- The request:
Please collect every line in the records below that contains the word "blue". Case counts.

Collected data

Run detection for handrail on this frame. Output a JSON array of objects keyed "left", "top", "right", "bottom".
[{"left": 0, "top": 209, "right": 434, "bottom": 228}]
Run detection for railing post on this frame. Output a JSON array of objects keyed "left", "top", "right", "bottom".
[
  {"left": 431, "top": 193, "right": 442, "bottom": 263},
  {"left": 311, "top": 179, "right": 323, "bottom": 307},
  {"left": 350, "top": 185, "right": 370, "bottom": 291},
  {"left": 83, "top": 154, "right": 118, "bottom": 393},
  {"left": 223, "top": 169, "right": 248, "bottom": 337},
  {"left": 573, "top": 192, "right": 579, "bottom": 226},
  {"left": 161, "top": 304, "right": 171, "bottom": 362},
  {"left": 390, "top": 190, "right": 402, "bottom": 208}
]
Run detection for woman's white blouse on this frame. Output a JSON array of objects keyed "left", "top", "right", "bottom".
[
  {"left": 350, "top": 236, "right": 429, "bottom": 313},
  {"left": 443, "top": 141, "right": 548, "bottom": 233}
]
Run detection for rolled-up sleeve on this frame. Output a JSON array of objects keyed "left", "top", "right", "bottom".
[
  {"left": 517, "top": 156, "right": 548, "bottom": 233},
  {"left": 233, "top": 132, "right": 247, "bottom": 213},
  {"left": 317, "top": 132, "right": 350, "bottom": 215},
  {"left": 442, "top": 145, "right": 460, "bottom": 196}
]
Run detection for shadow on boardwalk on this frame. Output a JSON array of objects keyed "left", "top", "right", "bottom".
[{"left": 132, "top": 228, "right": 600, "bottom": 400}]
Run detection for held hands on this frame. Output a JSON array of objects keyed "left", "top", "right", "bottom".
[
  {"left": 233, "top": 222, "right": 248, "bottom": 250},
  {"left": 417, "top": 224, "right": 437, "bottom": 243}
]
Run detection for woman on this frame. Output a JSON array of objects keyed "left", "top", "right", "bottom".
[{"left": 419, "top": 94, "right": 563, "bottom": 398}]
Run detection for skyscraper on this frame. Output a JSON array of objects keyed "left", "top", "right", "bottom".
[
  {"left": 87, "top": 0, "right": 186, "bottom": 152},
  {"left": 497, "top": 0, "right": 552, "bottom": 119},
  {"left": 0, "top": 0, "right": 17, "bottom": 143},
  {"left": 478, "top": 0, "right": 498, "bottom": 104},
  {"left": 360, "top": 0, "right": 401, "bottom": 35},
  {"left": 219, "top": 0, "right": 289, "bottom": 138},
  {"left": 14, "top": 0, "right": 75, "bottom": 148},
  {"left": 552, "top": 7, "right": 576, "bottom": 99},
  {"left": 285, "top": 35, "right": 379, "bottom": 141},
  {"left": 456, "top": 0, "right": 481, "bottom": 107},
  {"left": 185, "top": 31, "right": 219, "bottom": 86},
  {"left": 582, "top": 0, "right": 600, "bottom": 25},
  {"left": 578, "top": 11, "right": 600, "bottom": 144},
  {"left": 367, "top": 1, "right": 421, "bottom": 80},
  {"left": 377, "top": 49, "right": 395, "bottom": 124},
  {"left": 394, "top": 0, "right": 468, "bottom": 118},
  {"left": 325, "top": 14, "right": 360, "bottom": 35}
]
* * *
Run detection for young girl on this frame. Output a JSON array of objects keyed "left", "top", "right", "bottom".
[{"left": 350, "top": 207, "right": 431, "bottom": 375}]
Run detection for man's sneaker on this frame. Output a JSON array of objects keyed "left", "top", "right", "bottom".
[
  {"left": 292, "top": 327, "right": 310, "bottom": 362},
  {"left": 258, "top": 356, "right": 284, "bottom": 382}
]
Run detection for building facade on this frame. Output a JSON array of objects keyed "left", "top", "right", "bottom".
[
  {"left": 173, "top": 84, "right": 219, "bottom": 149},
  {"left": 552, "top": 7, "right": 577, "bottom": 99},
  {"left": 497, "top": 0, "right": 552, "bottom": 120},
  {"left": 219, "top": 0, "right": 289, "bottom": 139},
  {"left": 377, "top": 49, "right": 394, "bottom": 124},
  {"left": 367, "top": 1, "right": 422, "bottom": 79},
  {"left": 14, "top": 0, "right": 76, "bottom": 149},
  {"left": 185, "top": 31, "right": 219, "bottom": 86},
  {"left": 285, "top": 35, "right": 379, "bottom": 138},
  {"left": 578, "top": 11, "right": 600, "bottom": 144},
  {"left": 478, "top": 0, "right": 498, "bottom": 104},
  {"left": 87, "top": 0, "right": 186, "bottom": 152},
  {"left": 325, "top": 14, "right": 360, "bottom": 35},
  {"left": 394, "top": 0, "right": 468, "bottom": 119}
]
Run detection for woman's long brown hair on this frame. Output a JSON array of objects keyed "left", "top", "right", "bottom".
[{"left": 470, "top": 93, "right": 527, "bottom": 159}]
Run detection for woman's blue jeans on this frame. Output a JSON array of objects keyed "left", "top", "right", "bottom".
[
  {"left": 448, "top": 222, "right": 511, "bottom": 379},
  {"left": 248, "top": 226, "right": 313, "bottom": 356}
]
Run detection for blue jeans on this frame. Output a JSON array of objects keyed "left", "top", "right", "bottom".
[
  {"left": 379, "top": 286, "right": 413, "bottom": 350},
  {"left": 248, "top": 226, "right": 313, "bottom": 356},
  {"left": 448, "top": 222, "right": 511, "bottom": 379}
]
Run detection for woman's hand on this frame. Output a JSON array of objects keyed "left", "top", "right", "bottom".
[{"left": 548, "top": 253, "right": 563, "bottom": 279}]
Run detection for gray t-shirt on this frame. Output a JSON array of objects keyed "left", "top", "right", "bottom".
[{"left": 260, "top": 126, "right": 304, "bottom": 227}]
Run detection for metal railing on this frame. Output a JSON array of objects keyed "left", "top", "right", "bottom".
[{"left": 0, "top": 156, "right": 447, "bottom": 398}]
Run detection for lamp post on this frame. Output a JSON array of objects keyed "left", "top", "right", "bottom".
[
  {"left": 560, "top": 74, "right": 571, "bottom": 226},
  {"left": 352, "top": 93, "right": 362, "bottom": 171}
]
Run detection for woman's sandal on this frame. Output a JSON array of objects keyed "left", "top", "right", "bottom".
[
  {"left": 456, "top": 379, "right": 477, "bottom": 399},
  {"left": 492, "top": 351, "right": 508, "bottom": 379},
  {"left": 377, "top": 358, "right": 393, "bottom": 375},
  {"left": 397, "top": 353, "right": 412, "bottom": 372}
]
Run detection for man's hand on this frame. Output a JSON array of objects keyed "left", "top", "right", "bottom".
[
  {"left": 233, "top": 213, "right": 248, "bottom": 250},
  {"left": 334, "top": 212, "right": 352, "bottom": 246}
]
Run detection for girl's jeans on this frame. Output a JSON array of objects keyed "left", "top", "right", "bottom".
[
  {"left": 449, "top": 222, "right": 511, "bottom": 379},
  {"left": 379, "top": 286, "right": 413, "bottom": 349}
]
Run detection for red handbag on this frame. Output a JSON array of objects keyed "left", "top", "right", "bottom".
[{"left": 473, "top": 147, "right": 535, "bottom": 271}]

- In response:
Run detection for woman's blue jeans on this frame. Output a JSON array of objects keyed "left", "top", "right", "bottom".
Run detection for blue jeans on this frame. Output a JSON array of objects keyed "left", "top", "right", "bottom".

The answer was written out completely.